## 抜粋:
^^^^^^^^

室町時代に桟に隙間がある開口部が生まれ、桃山期の「洛中洛外図」を見ると荒く縦横に組まれた固定式の組子が町家の標準仕様だった様子が描かれています。
この頃は物騒な時代であり、防犯上の理由で固定式の格子を備えるようになったとされています。
洛中洛外図屏風(舟木本):景観の情況から元和初年(1615)頃の作とされている。
出典:東京国立博物館WEBサイト
研究情報アーカイブズは こちら
江戸時代になると、格子の制作技術の向上によりより細く綿密な格子が主流になりました。人口増加で高密化する街の視線制御効果が有用で、その後も格子の発達が進んだ要因と考えられます。
江戸中期頃には町家の開口は目の細かい縦格子にほぼ統一され、現代の私たちがイメージする町家意匠の流れができあがりました。それ以降は明治に至るまで、町家の「エクステリア」画一化と格子の繊細化が進みました。
京都の現代における格子
前述の「旧市街地型美観地区」ですが、実は格子を義務付ける内容はほとんどありません。ですが、守らなければならないデザイン上の規制を考えると、格子が非常に有用で扱いやすいと言えるかと思います。
例えば、町家で道路に面してバルコニーを設置する場合はインナーバルコニーにしなければならず、更に手摺面は外壁と違うデザインにしなければなりません。更に軒庇よりバルコニーが突出するのはNGで、ボリューム感が立たないようデザインをしなければいけません。
そうなると、京の町家で長年自然と用いられてきた格子が、意匠上の京都らしさの表現だけでなく規制のクリアには好都合なのです。

^^^^^^^^

## 課題 1:
格子に関する抜粋を読み、次の問いに答えてください。
(a) 桃山期の「洛中洛外図」には、町家の標準仕様としてどのような組子が描かれていますか。
(b) 江戸中期頃、町家の開口は何にほぼ統一されましたか。
(c) 町家で道路に面してバルコニーを設置する場合、どのようなバルコニーにしなければなりませんか。

## 処理対象データ:
^^^^^^^^

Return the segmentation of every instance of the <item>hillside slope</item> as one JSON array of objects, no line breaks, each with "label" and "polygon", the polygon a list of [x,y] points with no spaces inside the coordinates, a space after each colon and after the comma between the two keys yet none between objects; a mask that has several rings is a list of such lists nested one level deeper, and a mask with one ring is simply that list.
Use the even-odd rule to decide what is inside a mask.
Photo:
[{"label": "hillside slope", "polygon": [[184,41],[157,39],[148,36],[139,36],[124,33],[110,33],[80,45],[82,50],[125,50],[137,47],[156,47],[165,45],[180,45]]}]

^^^^^^^^

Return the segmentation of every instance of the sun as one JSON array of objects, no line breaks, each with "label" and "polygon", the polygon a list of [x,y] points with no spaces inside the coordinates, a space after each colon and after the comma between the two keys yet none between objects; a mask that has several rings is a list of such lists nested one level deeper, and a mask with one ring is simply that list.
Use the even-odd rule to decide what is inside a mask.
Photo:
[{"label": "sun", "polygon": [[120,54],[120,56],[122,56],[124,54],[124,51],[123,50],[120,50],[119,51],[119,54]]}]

^^^^^^^^

## 課題 2:
上の行のうち、文字列「array」を含むものをすべて、一字も変えずに返してください。

## 解答 1:
(a) 荒く縦横に組まれた固定式の組子です。
(b) 目の細かい縦格子です。
(c) インナーバルコニーです。

## 解答 2:
Return the segmentation of every instance of the <item>hillside slope</item> as one JSON array of objects, no line breaks, each with "label" and "polygon", the polygon a list of [x,y] points with no spaces inside the coordinates, a space after each colon and after the comma between the two keys yet none between objects; a mask that has several rings is a list of such lists nested one level deeper, and a mask with one ring is simply that list.
Return the segmentation of every instance of the sun as one JSON array of objects, no line breaks, each with "label" and "polygon", the polygon a list of [x,y] points with no spaces inside the coordinates, a space after each colon and after the comma between the two keys yet none between objects; a mask that has several rings is a list of such lists nested one level deeper, and a mask with one ring is simply that list.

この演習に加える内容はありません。